**** SUPPLIED PASSAGE ****
Memorial photography, that is.
This is easily one of the largest collections of memorial photographs I've ever seen online.
Memorial photography... photographing the deceased in their coffins or on their deathbeads as a final portrait of sorts.... was actually a fairly mainstream practice in America and some parts of Europe in the 19th and early 20th centuries. (But despite what the movie The Others may have intimated, it never really caught on in Britain.)
A lot of the subjects of memorial photography were children. Cameras weren't always the commonplace family possession that they are now, and having oneself photographed was considered a special occasion. However, child mortality was much higher a hundred years ago, especially in infancy. Many never made it to see their first formal family portrait. Memorial photography was, in a way, necessary to preserve the reality of their short lives; years into the future, a photograph might be the only evidence that the child had existed at all. In other words, it wasn't considered morbid, but a legitmate expression of grief and an attempt to ease the finality of the loss.
Paul's collection is especially well-stocked with the corpses of infants and kids, trussed up in frills and bows and bonnets and posed on couches or in permabulators. One exqusitely creepy photo features a pair of children standing rigidly by the corpse of their recently expired sibling. I guess mom and dad wanted one last picture of the kids all together. Not to be outdone, other bereaved parents insisted on photographing their dead children with open eyes, and some quick thinkers managed to beat the clock by several days, commissioning "Dying in His Mother's Arms" portraits when the child's death became utterly inevitable. Gotta wonder if the kids invovled were lucid enough to figure out what was happening.
Memorial photography fell out of fashion when tragic and premature deaths became more preventable with the advancement of modern medicine, vaccines, pediatrics, hygiene, and a general improvement in the sciences of health and longevity. Modern people, much less familiar and comfortable with death and dying, tend to regard these photographs as pretty gruesome. That was never their intention. They're well and truly a reflection of their times, and that's exactly what makes them so damn interesting.
**** DATASET EXCERPTS ****
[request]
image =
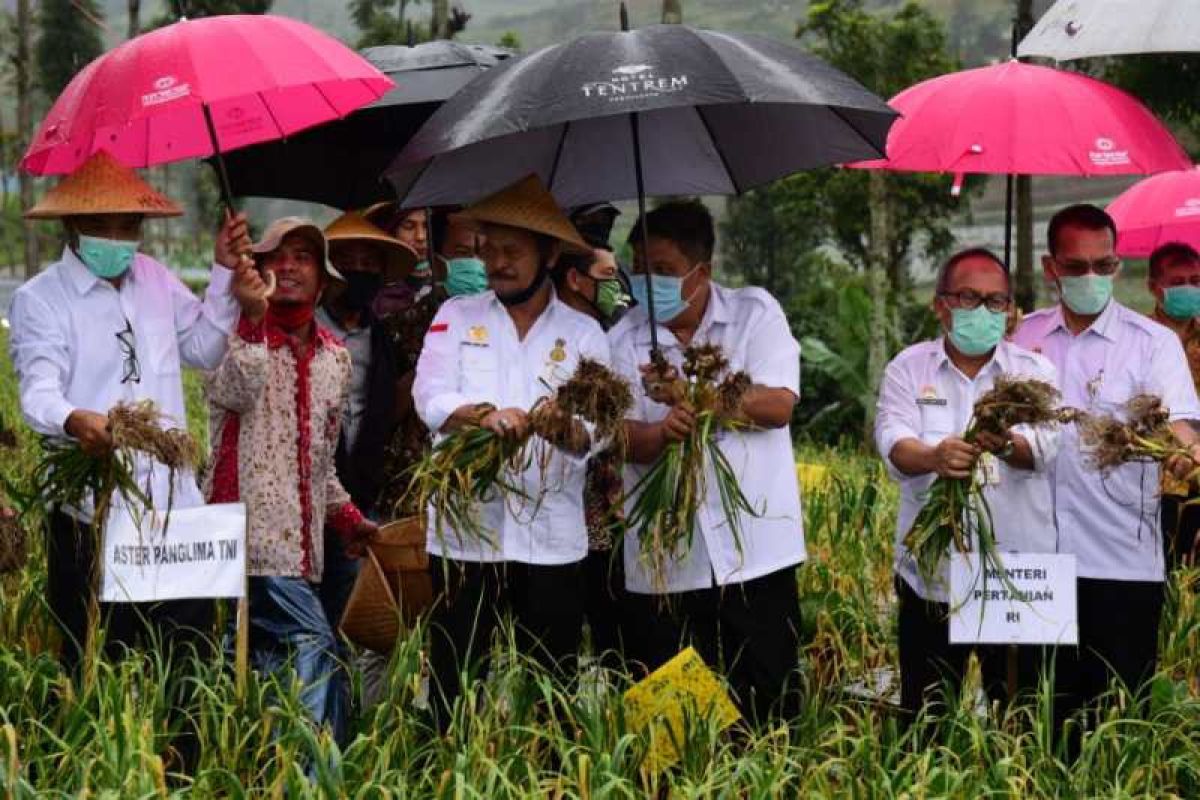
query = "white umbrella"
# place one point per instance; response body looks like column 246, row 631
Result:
column 1084, row 29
****
→ **DIRECTIONS**:
1. Copy out everything in the memorial photography post from "Memorial photography... photographing" down to "on in Britain.)", keeping every word unchanged.
2. In the memorial photography post, which country is said to be where the practice never really caught on?

→ **ANSWERS FOR THE EXERCISE**:
1.
Memorial photography... photographing the deceased in their coffins or on their deathbeads as a final portrait of sorts.... was actually a fairly mainstream practice in America and some parts of Europe in the 19th and early 20th centuries. (But despite what the movie The Others may have intimated, it never really caught on in Britain.)

2. Britain.